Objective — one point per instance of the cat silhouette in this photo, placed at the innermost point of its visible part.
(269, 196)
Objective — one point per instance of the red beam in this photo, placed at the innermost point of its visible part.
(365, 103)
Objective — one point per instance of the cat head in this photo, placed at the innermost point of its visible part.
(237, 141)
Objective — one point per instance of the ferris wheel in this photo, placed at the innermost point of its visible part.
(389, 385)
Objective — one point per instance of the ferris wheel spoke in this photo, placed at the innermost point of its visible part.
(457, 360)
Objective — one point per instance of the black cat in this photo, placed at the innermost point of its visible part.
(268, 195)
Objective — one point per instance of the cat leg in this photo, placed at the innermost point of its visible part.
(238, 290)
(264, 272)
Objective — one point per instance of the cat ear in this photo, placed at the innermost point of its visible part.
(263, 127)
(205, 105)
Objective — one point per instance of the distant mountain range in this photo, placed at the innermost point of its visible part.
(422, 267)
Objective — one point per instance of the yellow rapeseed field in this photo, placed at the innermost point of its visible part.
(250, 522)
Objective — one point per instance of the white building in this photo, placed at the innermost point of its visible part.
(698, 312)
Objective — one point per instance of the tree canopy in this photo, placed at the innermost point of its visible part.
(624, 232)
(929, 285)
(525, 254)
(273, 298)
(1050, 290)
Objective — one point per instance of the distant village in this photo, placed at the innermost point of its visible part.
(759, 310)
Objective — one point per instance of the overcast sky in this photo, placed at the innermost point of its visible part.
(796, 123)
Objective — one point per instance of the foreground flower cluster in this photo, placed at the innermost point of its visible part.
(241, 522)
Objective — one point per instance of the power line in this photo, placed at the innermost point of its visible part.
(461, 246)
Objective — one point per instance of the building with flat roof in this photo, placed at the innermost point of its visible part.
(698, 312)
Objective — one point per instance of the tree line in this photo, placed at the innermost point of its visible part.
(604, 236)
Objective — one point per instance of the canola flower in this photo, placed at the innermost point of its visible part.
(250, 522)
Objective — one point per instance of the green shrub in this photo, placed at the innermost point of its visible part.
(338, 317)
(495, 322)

+---+

## What to do
Copy out the material verbatim, from the line containing "Objective — one point per instance of the canola" through the final line of the material above.

## Output of the exercise
Objective — one point per instance of the canola flower in this photo, placed at the innermost point of its visible part.
(250, 522)
Objective — one point per instance of the green shrub in this photo, placed at the innermost point of its visible part.
(338, 317)
(495, 322)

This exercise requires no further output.